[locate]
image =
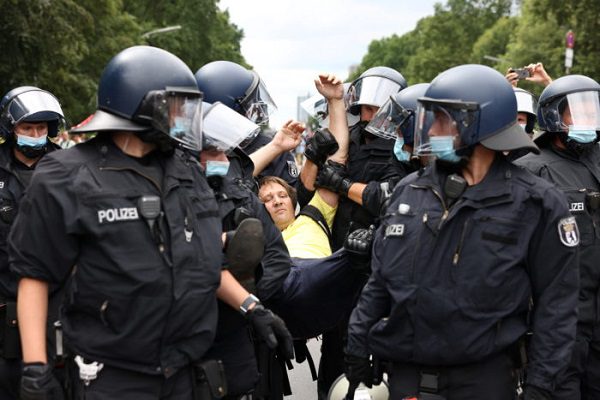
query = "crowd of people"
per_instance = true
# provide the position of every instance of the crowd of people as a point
(440, 236)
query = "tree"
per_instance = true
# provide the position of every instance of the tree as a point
(63, 45)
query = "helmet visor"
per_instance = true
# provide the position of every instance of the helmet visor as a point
(439, 118)
(316, 107)
(371, 90)
(583, 111)
(176, 112)
(388, 121)
(224, 129)
(258, 104)
(34, 106)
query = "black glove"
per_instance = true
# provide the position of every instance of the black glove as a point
(321, 145)
(535, 393)
(38, 383)
(332, 176)
(271, 329)
(244, 249)
(357, 370)
(359, 243)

+++

▶ [Problem to solve] Please return each line of the listing exactly as written, excluding the images.

▶ [Completed task]
[locate]
image =
query = "crowd of people"
per_instance = true
# provide the position of every instance of the crowd of people as a point
(440, 236)
query = "tree"
per_instance = true
# provide the position of every instance of the tree as a point
(63, 45)
query = "helmet visor"
per_instance = true
# provide the position of every instance of the helmet visor as a point
(439, 118)
(316, 107)
(371, 90)
(583, 111)
(176, 112)
(388, 121)
(224, 129)
(258, 104)
(34, 106)
query = "black glove"
per_instance = true
# provide the position of every instance of the black glove as a point
(321, 145)
(535, 393)
(38, 383)
(332, 176)
(271, 329)
(244, 249)
(357, 370)
(359, 243)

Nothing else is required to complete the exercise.